### EXERCISE INSTRUCTIONS
Read the lines below, and copy any that contain the string "instance".

-- SUPPLIED ENTRIES follows --

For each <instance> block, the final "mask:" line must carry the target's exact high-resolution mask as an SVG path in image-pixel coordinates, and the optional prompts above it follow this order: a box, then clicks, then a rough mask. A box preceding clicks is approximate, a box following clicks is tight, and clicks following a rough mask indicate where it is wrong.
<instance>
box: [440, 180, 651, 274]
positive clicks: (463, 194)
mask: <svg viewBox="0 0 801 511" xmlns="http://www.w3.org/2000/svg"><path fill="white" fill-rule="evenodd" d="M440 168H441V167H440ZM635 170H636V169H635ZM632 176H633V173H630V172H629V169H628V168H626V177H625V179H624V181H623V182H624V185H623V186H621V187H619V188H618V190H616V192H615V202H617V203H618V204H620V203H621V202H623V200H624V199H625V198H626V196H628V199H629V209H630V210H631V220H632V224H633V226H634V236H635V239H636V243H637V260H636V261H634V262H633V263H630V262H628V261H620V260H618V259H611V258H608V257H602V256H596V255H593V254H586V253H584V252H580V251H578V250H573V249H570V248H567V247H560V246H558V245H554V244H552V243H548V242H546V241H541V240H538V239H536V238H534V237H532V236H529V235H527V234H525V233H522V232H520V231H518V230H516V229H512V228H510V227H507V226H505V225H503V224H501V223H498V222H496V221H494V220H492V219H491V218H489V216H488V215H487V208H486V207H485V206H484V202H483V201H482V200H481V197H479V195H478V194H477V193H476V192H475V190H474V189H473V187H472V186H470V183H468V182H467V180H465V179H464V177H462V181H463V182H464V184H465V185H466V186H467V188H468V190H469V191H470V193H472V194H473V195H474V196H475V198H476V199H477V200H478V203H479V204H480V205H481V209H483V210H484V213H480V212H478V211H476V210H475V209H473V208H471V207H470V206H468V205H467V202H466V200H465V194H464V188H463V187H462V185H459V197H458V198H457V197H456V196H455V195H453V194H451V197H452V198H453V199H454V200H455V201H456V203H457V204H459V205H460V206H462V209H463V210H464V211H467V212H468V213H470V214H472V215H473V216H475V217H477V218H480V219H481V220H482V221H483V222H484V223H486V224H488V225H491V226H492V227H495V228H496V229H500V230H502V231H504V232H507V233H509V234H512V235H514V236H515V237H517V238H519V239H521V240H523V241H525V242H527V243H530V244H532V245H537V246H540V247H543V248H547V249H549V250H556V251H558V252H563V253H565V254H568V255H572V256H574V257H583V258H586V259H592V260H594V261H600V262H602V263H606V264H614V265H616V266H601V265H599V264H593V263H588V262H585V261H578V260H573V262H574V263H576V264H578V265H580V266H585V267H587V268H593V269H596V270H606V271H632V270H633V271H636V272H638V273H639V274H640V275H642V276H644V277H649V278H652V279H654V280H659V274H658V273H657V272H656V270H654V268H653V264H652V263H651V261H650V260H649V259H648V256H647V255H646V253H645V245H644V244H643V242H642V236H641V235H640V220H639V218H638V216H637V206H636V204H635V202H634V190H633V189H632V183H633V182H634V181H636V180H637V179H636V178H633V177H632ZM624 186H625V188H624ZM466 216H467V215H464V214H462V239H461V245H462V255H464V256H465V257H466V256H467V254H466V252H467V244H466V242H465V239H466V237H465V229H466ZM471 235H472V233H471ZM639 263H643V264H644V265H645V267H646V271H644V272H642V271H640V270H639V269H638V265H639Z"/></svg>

-- SUPPLIED ENTRIES concluded --

### EXERCISE RESPONSE
For each <instance> block, the final "mask:" line must carry the target's exact high-resolution mask as an SVG path in image-pixel coordinates, and the optional prompts above it follow this order: a box, then clicks, then a rough mask. A box preceding clicks is approximate, a box following clicks is tight, and clicks following a rough mask indicate where it is wrong.
<instance>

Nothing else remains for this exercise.